- **TEXTO FORNECIDO**:
______
A proposta, que o presidente dos EUA, Donald Trump, disse ter marcado um momento “histórico” que esteve “muito próximo ” do fim da guerra de dois anos em Gaza, agora será encaminhada ao Hamas. O grupo palestino afirmou estar revisando o documento , que foi entregue por mediadores egípcios e catarianos.

Caso seja aceito, as hostilidades terminarão “imediatamente”, de acordo com o plano. Mas, dado que todas as tentativas anteriores apoiadas pelos EUA falharam até o momento, há motivos para ceticismo. O The Conversation recorreu a Asher Kaufman , especialista no Oriente Médio moderno e professor de estudos da paz na Universidade de Notre Dame, para explicar o que há de diferente neste plano – e como ele pode se sair.

Quais são os principais pontos do novo plano?

O plano delineado por Trump na presença de Netanyahu consiste em 20 pontos.

Se aceito por Israel e pelo Hamas, isso significaria a retirada total das Forças de Defesa de Israel da Faixa de Gaza em três etapas.

A primeira etapa dependeria da libertação dos 48 reféns restantes, feitos durante o ataque de 7 de outubro de 2023 em Israel pelo Hamas e pela Jihad Islâmica Palestina, 20 dos quais se acredita estarem vivos. Ao mesmo tempo, Israel libertaria 250 palestinos que cumprem pena de prisão perpétua, bem como 1.700 moradores de Gaza presos após 7 de outubro.

Esta etapa também permitiria que ajuda humanitária fluísse imediatamente para a população desesperada de Gaza.

A segunda fase veria Gaza governada por um órgão de transição temporário composto por um comitê tecnocrático e apolítico composto por palestinos e membros internacionais.

O comitê seria supervisionado por um “conselho de paz” liderado por Trump e outros chefes de Estado, incluindo o ex- primeiro-ministro britânico Tony Blair . Este conselho também supervisionaria a reconstrução da Faixa de Gaza e seu desenvolvimento econômico.

Os membros do Hamas receberiam anistia se depusessem as armas, mas também teriam que concordar — junto com outros membros de facções militantes palestinas — em não ter nenhum papel na governança de Gaza.

Um novo corpo militar, denominado Força Internacional de Estabilização, seria estabelecido e implantado na Faixa de Gaza. O plano prevê que seja composto por parceiros árabes e internacionais.
______
- **MATERIAL FORNECIDO**:
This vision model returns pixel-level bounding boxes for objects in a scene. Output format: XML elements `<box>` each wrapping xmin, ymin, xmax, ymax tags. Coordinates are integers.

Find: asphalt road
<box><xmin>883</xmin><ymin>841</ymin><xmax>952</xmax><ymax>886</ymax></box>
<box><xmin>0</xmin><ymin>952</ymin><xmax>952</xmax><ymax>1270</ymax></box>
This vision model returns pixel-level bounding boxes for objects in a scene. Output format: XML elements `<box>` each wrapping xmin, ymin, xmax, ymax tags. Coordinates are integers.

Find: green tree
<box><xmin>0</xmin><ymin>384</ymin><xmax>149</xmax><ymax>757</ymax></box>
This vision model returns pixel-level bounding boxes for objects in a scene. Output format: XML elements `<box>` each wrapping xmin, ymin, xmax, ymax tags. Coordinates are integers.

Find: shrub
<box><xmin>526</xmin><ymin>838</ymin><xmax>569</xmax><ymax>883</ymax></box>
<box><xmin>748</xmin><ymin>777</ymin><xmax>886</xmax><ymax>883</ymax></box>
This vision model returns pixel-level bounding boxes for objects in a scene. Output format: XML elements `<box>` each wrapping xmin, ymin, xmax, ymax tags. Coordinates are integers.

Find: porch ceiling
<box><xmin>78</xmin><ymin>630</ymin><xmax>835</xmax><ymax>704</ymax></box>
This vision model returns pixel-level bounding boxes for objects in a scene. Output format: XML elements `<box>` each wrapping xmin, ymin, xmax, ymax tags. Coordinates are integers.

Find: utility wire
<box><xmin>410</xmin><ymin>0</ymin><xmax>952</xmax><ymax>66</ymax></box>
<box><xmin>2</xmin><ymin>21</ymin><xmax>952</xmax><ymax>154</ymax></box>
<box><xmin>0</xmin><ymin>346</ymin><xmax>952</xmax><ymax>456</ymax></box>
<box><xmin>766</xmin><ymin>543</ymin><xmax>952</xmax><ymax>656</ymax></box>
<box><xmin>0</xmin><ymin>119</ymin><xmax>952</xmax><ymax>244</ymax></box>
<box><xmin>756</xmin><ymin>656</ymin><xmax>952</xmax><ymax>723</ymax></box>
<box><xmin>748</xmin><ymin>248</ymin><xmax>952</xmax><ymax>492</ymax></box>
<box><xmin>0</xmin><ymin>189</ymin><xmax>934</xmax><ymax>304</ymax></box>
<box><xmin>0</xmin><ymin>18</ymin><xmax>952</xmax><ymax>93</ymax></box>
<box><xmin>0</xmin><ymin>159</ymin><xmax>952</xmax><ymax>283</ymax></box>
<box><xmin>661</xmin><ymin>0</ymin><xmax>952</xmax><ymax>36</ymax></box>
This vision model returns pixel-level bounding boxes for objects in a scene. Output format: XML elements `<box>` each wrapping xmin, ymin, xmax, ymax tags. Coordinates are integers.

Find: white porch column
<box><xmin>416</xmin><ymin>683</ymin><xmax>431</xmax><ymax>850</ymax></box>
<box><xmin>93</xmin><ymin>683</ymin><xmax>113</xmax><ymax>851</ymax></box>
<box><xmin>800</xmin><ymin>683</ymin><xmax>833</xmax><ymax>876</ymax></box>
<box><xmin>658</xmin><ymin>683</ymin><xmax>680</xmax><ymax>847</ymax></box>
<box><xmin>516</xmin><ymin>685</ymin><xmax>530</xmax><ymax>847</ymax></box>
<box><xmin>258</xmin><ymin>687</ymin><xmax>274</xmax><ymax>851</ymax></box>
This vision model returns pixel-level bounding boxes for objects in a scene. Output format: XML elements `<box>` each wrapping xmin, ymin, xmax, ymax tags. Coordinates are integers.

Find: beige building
______
- **INSTRUÇÕES DO EXERCÍCIO**:
Cite, sem alterar nenhuma palavra, o trecho do texto sobre o plano de paz para Gaza que vai de "A proposta, que" até "egípcios e catarianos.", incluindo ambos. Responda com base somente no texto.

- **RESPOSTA ESCRITA**:
A proposta, que o presidente dos EUA, Donald Trump, disse ter marcado um momento “histórico” que esteve “muito próximo ” do fim da guerra de dois anos em Gaza, agora será encaminhada ao Hamas. O grupo palestino afirmou estar revisando o documento , que foi entregue por mediadores egípcios e catarianos.